__What to produce__
Please give the listing again, word for word, with nothing left out.

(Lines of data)
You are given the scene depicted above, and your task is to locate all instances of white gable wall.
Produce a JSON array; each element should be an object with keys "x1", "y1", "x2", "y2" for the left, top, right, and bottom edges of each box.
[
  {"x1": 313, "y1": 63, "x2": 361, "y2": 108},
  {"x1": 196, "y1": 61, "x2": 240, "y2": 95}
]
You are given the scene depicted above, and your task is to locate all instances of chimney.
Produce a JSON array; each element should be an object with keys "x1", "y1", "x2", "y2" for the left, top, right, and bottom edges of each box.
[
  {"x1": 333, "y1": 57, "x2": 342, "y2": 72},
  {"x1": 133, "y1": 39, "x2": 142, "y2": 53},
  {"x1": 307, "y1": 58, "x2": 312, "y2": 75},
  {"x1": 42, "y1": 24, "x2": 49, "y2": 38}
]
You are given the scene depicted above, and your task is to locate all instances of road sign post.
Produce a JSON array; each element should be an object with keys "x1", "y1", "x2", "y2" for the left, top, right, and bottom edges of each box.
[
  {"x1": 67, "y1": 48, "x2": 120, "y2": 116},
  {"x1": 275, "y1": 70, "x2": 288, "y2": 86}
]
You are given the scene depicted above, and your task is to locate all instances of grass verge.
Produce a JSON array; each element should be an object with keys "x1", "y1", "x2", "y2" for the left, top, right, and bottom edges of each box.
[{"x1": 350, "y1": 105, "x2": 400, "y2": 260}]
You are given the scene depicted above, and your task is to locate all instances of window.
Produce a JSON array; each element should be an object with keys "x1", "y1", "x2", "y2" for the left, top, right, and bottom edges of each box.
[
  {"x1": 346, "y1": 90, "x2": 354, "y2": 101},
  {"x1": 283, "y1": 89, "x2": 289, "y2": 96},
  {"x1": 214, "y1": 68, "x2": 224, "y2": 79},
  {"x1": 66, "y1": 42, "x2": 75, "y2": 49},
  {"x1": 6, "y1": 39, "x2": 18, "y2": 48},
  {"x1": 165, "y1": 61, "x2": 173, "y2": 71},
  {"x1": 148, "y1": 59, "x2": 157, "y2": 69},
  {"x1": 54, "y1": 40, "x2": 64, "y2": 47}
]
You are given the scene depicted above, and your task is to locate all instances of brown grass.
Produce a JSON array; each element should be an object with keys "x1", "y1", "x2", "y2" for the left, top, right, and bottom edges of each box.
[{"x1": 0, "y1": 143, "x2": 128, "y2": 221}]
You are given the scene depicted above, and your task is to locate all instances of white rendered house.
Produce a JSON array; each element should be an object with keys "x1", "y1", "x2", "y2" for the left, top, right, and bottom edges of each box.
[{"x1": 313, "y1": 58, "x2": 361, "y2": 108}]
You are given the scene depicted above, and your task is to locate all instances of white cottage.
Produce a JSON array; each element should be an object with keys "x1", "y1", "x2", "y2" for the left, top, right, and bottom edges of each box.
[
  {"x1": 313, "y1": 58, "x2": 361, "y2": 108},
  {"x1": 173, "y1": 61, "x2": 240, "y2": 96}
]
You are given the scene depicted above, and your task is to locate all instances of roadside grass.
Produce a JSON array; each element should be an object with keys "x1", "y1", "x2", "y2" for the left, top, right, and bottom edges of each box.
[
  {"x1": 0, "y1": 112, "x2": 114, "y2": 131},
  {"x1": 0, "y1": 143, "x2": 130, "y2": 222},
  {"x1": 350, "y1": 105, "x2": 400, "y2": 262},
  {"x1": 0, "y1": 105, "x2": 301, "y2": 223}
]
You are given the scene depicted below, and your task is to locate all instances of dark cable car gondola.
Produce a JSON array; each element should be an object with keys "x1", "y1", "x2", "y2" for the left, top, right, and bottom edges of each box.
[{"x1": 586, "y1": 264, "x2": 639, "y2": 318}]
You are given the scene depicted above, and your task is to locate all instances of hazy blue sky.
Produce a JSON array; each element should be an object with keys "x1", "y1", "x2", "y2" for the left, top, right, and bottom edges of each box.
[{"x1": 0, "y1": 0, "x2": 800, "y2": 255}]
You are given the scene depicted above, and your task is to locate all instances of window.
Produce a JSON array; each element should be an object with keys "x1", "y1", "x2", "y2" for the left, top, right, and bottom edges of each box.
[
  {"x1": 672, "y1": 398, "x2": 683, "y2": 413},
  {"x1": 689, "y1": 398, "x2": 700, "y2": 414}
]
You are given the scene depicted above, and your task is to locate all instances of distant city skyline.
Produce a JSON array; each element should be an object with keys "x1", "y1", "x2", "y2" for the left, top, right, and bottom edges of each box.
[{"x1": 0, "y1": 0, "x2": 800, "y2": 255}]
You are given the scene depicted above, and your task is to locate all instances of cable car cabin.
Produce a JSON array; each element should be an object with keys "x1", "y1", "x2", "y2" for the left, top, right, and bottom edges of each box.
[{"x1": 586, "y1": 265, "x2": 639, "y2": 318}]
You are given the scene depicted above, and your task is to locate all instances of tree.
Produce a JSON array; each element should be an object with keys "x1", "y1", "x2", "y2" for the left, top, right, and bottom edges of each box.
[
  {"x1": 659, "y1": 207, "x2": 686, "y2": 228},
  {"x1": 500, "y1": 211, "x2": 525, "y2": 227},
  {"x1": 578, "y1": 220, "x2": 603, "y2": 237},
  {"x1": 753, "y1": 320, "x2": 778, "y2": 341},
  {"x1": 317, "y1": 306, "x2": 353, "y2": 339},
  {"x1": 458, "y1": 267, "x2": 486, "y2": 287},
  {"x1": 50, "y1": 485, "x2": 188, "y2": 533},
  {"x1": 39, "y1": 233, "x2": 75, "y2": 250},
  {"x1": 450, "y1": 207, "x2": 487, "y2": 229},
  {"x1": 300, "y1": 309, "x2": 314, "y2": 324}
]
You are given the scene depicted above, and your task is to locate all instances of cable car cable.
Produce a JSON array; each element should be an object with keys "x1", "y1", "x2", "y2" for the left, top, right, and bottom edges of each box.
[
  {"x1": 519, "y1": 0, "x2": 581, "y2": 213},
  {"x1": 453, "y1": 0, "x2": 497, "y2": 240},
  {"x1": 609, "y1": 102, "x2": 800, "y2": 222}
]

__The response__
You are given the scene depicted above, and your task is to locate all instances of white gable wall.
Produce a JSON array; each element should be an object with keys "x1", "y1", "x2", "y2" for the left, top, right, and bottom edges of each box.
[
  {"x1": 313, "y1": 63, "x2": 361, "y2": 108},
  {"x1": 196, "y1": 61, "x2": 240, "y2": 95}
]
You are given the scene depicted above, and your task is to locate all instances of chimney.
Produce a JSON array; each element should be an object with keys "x1", "y1", "x2", "y2" for the left, top, right, and bottom edges of each box.
[
  {"x1": 333, "y1": 57, "x2": 342, "y2": 72},
  {"x1": 133, "y1": 39, "x2": 142, "y2": 53},
  {"x1": 307, "y1": 58, "x2": 312, "y2": 75},
  {"x1": 42, "y1": 24, "x2": 49, "y2": 38}
]
You are given the scene depicted above, and your task is to locate all instances of road sign post.
Produce a JSON array; each element should be an object with keys "x1", "y1", "x2", "y2" for the left, top, right, and bottom edges of each box.
[
  {"x1": 67, "y1": 48, "x2": 120, "y2": 116},
  {"x1": 275, "y1": 70, "x2": 288, "y2": 86}
]
You are given the scene depicted above, and your task is to locate all instances of grass verge.
Produce a JSON array; each element should be an object with keys "x1", "y1", "x2", "y2" for the left, top, right, and bottom edges of each box.
[{"x1": 350, "y1": 105, "x2": 400, "y2": 260}]
You are given the scene depicted above, and your task is to locate all instances of window.
Produce a JSON array; each element should be an object with keys "x1", "y1", "x2", "y2" for the left, top, right, and bottom edges of each box.
[
  {"x1": 346, "y1": 90, "x2": 354, "y2": 101},
  {"x1": 283, "y1": 89, "x2": 289, "y2": 96},
  {"x1": 214, "y1": 68, "x2": 224, "y2": 79},
  {"x1": 66, "y1": 42, "x2": 75, "y2": 49},
  {"x1": 6, "y1": 39, "x2": 18, "y2": 48},
  {"x1": 165, "y1": 61, "x2": 173, "y2": 71},
  {"x1": 148, "y1": 59, "x2": 157, "y2": 69},
  {"x1": 54, "y1": 40, "x2": 64, "y2": 47}
]
You are given the scene depicted above, and your task is to locate all instances of brown grass.
Produce a JSON array; each element should be an object with keys "x1", "y1", "x2", "y2" for the left, top, right, and bottom edges of each box.
[{"x1": 0, "y1": 143, "x2": 128, "y2": 221}]
You are given the scene depicted above, and your task is to locate all instances of white rendered house.
Produce a JSON array; each element should be an object with keys "x1", "y1", "x2", "y2" for the left, top, right, and bottom edges of each box.
[{"x1": 313, "y1": 58, "x2": 361, "y2": 108}]
You are given the scene depicted above, and your task is to locate all instances of white cottage.
Produce a JSON array; each element should be an object with keys "x1", "y1", "x2", "y2" for the left, top, right, and bottom edges of each box.
[
  {"x1": 313, "y1": 58, "x2": 361, "y2": 108},
  {"x1": 173, "y1": 61, "x2": 240, "y2": 96}
]
You are given the scene depicted above, and your task is to locate all instances of roadside grass.
Produce a JSON array; each element should be an object with keys "x1", "y1", "x2", "y2" for the left, top, right, and bottom edges of each box.
[
  {"x1": 0, "y1": 112, "x2": 114, "y2": 131},
  {"x1": 0, "y1": 143, "x2": 130, "y2": 222},
  {"x1": 350, "y1": 105, "x2": 400, "y2": 262},
  {"x1": 0, "y1": 105, "x2": 301, "y2": 223}
]
You are given the scene depicted below, and your task is to locate all instances of dark cable car gondola.
Produce a JSON array; each element should be an object with keys "x1", "y1", "x2", "y2" for the left, top, right, and bottom edges of each box.
[{"x1": 586, "y1": 264, "x2": 639, "y2": 318}]
You are given the scene depicted above, and your task is to locate all instances of hazy blue sky.
Produce a JSON array; each element should be an object with keys "x1", "y1", "x2", "y2" for the left, top, right, and bottom edges of each box.
[{"x1": 0, "y1": 0, "x2": 800, "y2": 255}]
You are given the scene depicted above, and your task is to locate all instances of window.
Produce a JSON array; each element should be an object with keys "x1", "y1", "x2", "y2" for the left, top, right, and bottom edges of each box.
[
  {"x1": 672, "y1": 398, "x2": 683, "y2": 413},
  {"x1": 689, "y1": 398, "x2": 700, "y2": 414}
]
You are given the scene depicted above, and your task is to locate all instances of distant city skyline.
Produce a JSON array; each element should be an object with keys "x1", "y1", "x2", "y2" for the left, top, right, and bottom edges of each box.
[{"x1": 0, "y1": 0, "x2": 800, "y2": 255}]
You are given the scene depicted above, and your task is to locate all instances of cable car cabin.
Produce a JSON array; each element should be an object with keys "x1", "y1", "x2", "y2" for the left, top, right, and bottom edges of each box.
[{"x1": 586, "y1": 265, "x2": 639, "y2": 318}]
You are given the scene depicted above, and your task is to locate all instances of tree.
Produce a JSON array; each element should be an object with keys "x1", "y1", "x2", "y2" for the left, top, right, and bottom edges of each box.
[
  {"x1": 659, "y1": 207, "x2": 686, "y2": 228},
  {"x1": 500, "y1": 211, "x2": 525, "y2": 227},
  {"x1": 578, "y1": 220, "x2": 603, "y2": 237},
  {"x1": 753, "y1": 320, "x2": 778, "y2": 341},
  {"x1": 317, "y1": 306, "x2": 353, "y2": 339},
  {"x1": 458, "y1": 267, "x2": 486, "y2": 287},
  {"x1": 50, "y1": 485, "x2": 188, "y2": 533},
  {"x1": 39, "y1": 233, "x2": 75, "y2": 250},
  {"x1": 450, "y1": 207, "x2": 487, "y2": 229},
  {"x1": 300, "y1": 309, "x2": 314, "y2": 324}
]
You are given the scene depicted above, and your task is to locate all instances of cable car cable.
Produce a JSON array; each element should be an object with keys "x1", "y1", "x2", "y2" for the left, top, right, and bottom edges of each box.
[
  {"x1": 519, "y1": 0, "x2": 581, "y2": 213},
  {"x1": 453, "y1": 0, "x2": 497, "y2": 240},
  {"x1": 609, "y1": 102, "x2": 800, "y2": 222}
]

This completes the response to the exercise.